[Extracts from a box-labeled dataset]
::::::::::
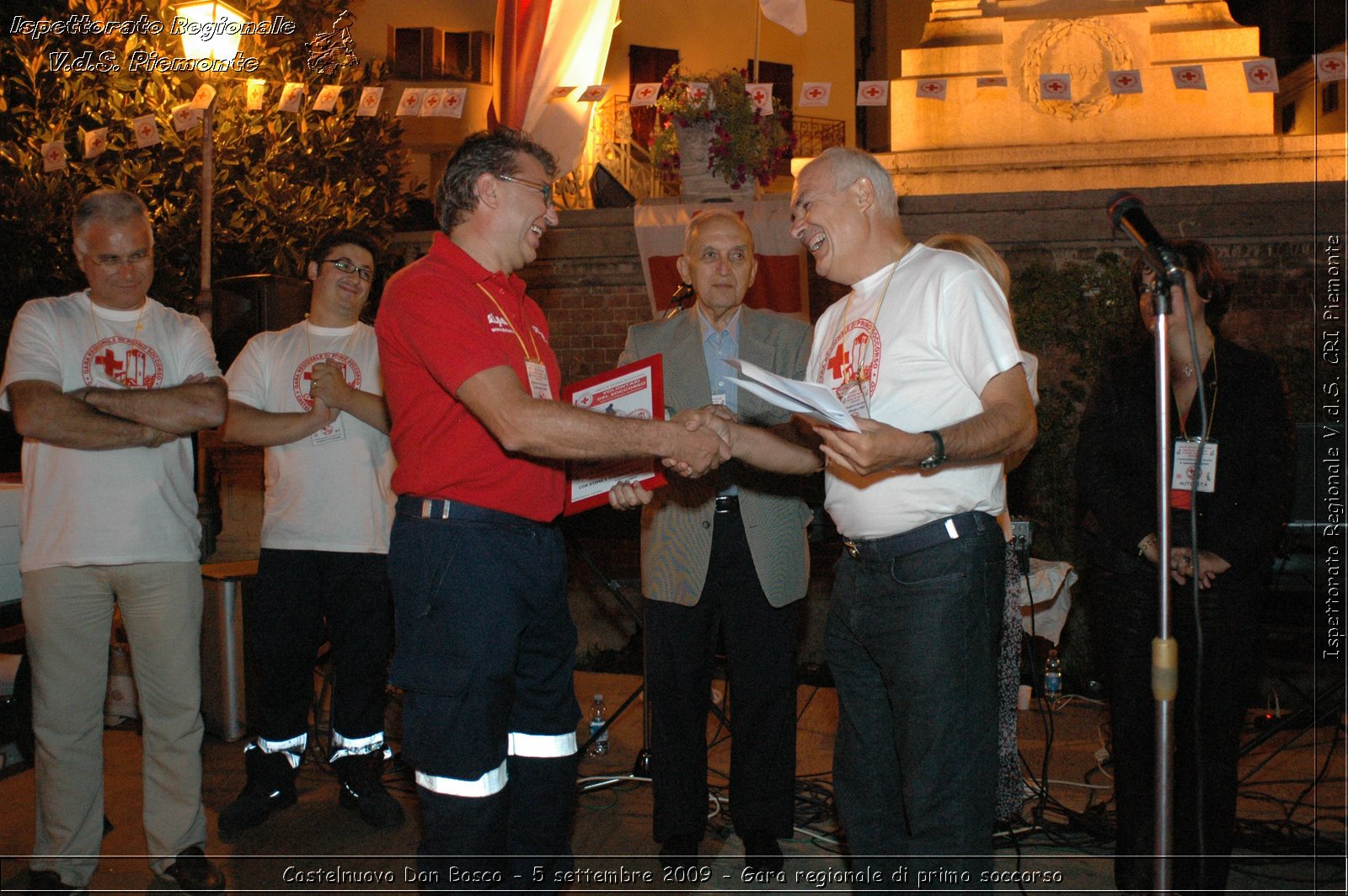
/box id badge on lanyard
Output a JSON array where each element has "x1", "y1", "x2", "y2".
[
  {"x1": 1170, "y1": 440, "x2": 1217, "y2": 494},
  {"x1": 524, "y1": 361, "x2": 553, "y2": 399}
]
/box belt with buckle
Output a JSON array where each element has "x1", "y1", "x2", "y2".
[{"x1": 842, "y1": 510, "x2": 992, "y2": 561}]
::::::::::
Convert every line of the items above into a JSON list of strings, one string per line, with blank lines dropped. Leave the pictures out of the list.

* ANSWER IN FULL
[
  "/box id badge on lanyard",
  "Output a JSON array where each element has \"x1\", \"y1\", \"x2\", \"y2\".",
  "[",
  "  {\"x1\": 1170, \"y1\": 440, \"x2\": 1217, \"y2\": 494},",
  "  {\"x1\": 524, \"y1\": 361, \"x2\": 553, \"y2\": 399}",
  "]",
  "/box belt with buckle",
  "Output a JSON array where each element has \"x1\", \"y1\", \"x2\", \"y2\".",
  "[{\"x1\": 842, \"y1\": 510, \"x2\": 992, \"y2\": 561}]"
]